J’ajouterais finalement que la fréquentation du groupe Maria’M m’a fait réaliser à quel point la pratique religieuse est vécue différemment par chaque personne. « La femme musulmane » ou « la femme chrétienne » n’existent pas. Nos parcours et nos expressions de foi sont loin d’être monolithiques. Il existe une diversité de vécus spirituels autant qu’il existe une diversité de femmes.
Mon féminisme enrichi par Maria’M
Maria’M m’a permis de connaître personnellement des chrétiennes engagées dans un ministère ordonné dans les Églises issues de la réforme (Église Unie, Église anglicane). Voir ces femmes pasteures à l’œuvre me fait me questionner grandement comme catholique vis-à-vis mon institution et vis-à-vis ma propre militance pour l’accès aux ministères ordonnés pour les femmes. Je me réjouis de l’annonce récente de la création d’une commission d’étude sur le diaconat des femmes dans l’histoire de l’Église catholique, à l’instigation du pape François, et de la parité volontaire de cette commission.
Les femmes peuvent se donner entièrement au service de l’Église dans le leadership institutionnel et dans les ministères pour le soin des personnes et des communautés. Il ne suffit pas de parler de « génie féminin » ou d’une « théologie de la femme ». La femme, ça n’existe pas… Par ailleurs, tant que des femmes ne seront pas suffisamment mises à contribution comme théologiennes et expertes, tant dans les Églises locales qu’au niveau des instances du Vatican, cette réflexion sur les femmes sera carencée.

Données fournies —
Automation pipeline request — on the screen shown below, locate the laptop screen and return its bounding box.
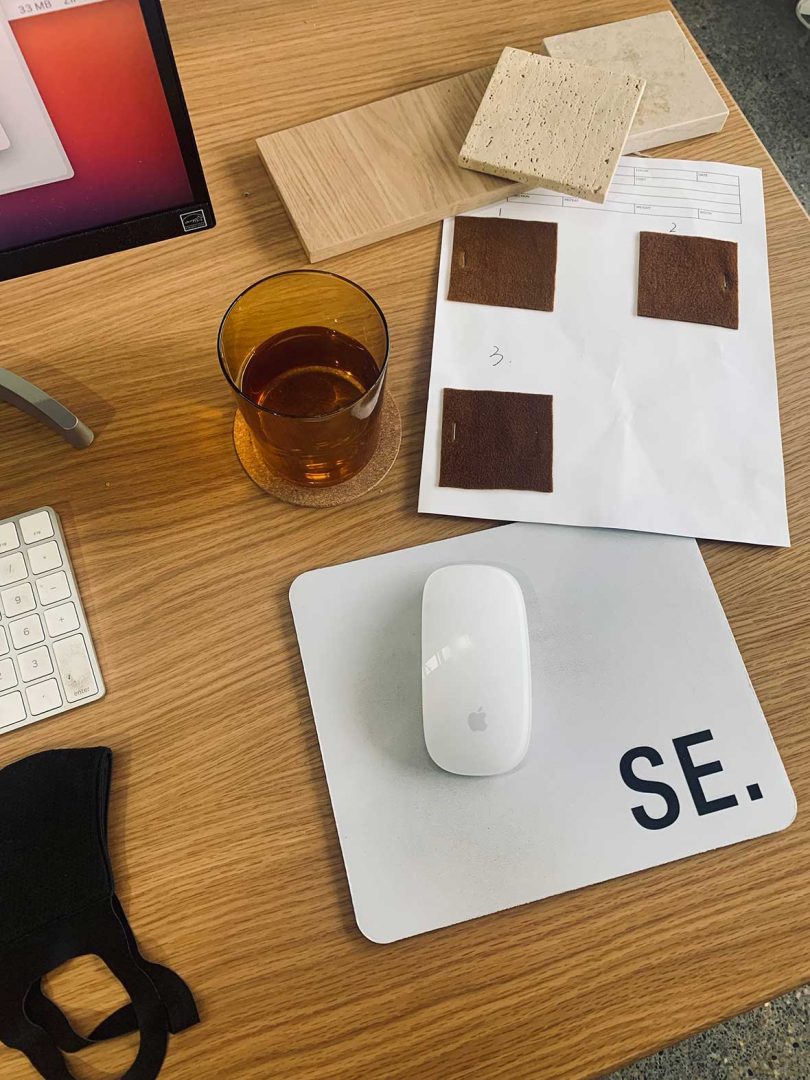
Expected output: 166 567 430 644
0 0 212 261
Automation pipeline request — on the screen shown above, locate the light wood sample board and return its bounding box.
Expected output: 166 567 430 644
0 0 810 1080
257 68 531 262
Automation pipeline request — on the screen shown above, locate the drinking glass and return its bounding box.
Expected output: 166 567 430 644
217 270 389 486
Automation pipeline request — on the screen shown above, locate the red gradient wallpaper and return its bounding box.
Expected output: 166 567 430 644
0 0 192 249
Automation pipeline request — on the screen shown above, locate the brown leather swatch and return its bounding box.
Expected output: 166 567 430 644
438 389 553 491
447 217 557 311
636 232 740 330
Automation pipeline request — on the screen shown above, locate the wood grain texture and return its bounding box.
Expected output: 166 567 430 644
0 0 810 1080
257 68 528 262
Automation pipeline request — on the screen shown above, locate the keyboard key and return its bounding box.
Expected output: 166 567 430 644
37 570 70 607
0 522 19 555
0 551 27 586
25 678 62 716
17 645 53 683
28 540 62 573
53 634 98 702
0 658 17 693
19 510 53 543
45 604 79 637
9 615 45 649
0 581 37 617
0 690 25 731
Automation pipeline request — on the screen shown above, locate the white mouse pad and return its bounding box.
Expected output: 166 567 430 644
291 525 796 942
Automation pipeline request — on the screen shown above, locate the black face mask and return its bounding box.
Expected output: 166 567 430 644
0 746 200 1080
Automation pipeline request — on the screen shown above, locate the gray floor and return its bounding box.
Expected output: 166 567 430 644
610 0 810 1080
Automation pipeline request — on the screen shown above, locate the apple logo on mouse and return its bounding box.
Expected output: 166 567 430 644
467 705 487 731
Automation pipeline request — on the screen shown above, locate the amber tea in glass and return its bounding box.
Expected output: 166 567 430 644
219 270 388 485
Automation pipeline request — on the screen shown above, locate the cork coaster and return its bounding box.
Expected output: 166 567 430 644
233 392 402 507
459 49 645 203
447 217 557 311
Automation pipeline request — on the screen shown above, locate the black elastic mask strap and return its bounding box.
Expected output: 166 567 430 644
25 896 200 1054
0 902 168 1080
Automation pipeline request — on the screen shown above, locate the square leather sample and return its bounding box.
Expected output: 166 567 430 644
447 217 557 311
636 232 740 330
438 388 553 491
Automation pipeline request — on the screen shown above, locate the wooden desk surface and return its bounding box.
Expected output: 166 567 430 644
0 0 810 1080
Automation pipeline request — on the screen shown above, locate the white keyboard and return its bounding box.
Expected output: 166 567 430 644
0 507 105 734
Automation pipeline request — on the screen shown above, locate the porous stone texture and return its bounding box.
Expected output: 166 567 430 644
543 11 728 153
459 49 645 203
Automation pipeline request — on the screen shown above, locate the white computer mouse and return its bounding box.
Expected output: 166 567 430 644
422 563 531 777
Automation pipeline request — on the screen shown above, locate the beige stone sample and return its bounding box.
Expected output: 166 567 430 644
459 49 644 203
543 11 728 153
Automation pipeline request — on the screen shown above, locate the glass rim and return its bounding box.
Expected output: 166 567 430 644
217 267 391 423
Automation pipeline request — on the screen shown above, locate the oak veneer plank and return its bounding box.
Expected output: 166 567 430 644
257 68 527 262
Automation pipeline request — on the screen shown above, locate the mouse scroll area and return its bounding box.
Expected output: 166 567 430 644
422 564 531 777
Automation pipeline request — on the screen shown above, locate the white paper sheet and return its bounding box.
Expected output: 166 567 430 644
419 157 789 546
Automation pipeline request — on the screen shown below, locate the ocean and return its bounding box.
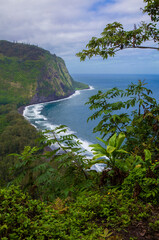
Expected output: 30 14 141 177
24 74 159 157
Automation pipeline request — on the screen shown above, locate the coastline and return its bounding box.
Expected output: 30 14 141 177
17 86 93 116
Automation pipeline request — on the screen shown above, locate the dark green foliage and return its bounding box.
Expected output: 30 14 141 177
0 186 158 240
0 41 88 107
76 0 159 61
87 81 159 160
0 108 38 185
9 126 93 201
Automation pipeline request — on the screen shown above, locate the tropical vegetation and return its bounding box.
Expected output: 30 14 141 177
0 0 159 240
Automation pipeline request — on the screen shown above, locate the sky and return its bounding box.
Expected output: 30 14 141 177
0 0 159 74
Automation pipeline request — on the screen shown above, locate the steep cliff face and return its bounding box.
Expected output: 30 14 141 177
0 41 88 106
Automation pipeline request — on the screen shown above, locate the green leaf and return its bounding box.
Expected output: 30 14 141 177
107 145 116 154
109 133 117 147
116 132 125 149
144 149 151 161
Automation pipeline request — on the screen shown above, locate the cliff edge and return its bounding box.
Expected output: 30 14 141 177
0 40 89 107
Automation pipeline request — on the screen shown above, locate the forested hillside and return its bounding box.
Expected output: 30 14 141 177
0 40 88 186
0 0 159 240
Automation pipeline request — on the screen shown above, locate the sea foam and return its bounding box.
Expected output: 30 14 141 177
23 86 97 157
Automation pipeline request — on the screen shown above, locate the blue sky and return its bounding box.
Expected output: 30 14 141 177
0 0 159 74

Consignes —
1. D'après l'extrait sur le groupe Maria'M, quelles Églises issues de la réforme sont citées entre parenthèses ?
2. Poursuivez l'extrait sur le groupe Maria'M en partant de sa dernière phrase.
Vous n'aurez pas besoin des enregistrements pour cet exercice.

Corrigé —
1. L'Église Unie et l'Église anglicane.

2.
Les rencontres de Maria’M m’ont fait découvrir l’engagement de musulmanes dans leur rapport à leur tradition et à la société bien autrement qu’à travers les préjugés colportés par des médias. On n’a pas assez de lieux pour se connaître, pour nouer des liens. Il me semble que les personnes qui portent des préjugés sont celles qui ne connaissent pas personnellement une personne musulmane. Maria’M, en ce sens, est un plaidoyer pour l’amitié.
Nos discussions sur le féminisme et la justice sociale m’ouvrent continuellement les yeux sur des situations d’inégalité : femmes autochtones, traite des femmes et des enfants, violence sexuelle comme arme de guerre, pauvreté et politiques néolibérales qui font tort aux femmes en premier lieu, etc. Mon regard sur l’Église catholique se doit d’être lucide : notre héritage est un mélange d’engagements pour l’éducation, la santé et la croissance spirituelle, en même temps que de responsabilités dans la discrimination et l’abus de milliers d’autochtones dans les pensionnats, de silences lâches face aux abus sexuels, d’asservissement de femmes dans le rôle de reproductrices à une époque pas très lointaine… Il faut faire la vérité pour avancer dans la réconciliation et dans la prévention d’abus des plus vulnérables.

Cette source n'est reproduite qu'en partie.